▶ **GIVEN TASK**: Please rewrite the lines from the one holding "Where can you see the table" through the end of the material, inclusive, as a numbered list, leaving out any blank lines.

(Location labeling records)
+ + + + +

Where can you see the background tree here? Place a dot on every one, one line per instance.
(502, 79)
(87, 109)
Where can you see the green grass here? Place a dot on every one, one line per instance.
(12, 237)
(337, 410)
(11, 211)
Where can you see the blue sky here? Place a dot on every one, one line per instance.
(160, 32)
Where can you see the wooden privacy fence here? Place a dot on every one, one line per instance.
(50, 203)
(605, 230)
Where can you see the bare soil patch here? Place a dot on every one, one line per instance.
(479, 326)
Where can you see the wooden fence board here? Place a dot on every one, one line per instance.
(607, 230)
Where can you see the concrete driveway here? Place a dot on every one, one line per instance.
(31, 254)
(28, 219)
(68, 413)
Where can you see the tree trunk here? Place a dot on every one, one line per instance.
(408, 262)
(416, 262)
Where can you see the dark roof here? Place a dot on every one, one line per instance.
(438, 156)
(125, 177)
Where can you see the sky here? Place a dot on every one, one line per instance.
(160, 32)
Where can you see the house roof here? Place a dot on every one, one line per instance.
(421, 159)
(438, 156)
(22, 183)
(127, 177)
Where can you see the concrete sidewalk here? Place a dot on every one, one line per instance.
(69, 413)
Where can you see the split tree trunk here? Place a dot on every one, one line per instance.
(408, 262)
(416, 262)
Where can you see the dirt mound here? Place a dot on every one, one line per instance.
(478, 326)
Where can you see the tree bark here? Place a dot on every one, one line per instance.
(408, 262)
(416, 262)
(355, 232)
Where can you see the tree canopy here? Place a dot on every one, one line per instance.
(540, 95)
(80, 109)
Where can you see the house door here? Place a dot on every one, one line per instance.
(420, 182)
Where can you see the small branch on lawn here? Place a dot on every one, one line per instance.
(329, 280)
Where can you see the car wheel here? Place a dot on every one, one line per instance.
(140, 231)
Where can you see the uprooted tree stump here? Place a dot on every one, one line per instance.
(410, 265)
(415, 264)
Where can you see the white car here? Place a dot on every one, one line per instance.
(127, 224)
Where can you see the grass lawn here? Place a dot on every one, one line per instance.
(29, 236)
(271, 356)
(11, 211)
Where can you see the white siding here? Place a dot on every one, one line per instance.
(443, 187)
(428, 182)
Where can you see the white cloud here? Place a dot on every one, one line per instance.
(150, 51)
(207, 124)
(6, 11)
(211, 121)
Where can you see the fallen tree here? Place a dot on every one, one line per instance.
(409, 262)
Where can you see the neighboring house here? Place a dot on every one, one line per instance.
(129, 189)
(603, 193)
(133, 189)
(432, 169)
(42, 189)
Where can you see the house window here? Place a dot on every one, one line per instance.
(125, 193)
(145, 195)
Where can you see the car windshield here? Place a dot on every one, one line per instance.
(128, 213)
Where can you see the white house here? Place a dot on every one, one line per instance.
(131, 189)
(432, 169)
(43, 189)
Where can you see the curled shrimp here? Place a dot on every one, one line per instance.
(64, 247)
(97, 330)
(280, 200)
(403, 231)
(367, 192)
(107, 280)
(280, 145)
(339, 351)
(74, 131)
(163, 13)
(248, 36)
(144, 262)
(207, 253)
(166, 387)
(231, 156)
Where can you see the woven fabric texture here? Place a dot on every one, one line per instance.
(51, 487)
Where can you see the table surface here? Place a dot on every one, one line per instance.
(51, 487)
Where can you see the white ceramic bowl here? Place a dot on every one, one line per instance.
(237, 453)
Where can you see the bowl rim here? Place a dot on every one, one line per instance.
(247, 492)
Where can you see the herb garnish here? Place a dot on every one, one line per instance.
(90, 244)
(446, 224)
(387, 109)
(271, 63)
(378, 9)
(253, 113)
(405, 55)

+ + + + +

▶ **COMPLETE RESPONSE**:
1. Where can you see the table surface here? Place a dot on every one, one line per instance.
2. (51, 487)
3. Where can you see the white ceramic bowl here? Place a dot on every one, one line per instance.
4. (237, 453)
5. Where can you see the bowl rim here? Place a dot on every one, one line per instance.
6. (247, 492)
7. Where can you see the herb garnish here? Place a dot on every one, one line per instance.
8. (90, 244)
9. (446, 224)
10. (387, 109)
11. (271, 63)
12. (378, 9)
13. (253, 113)
14. (405, 55)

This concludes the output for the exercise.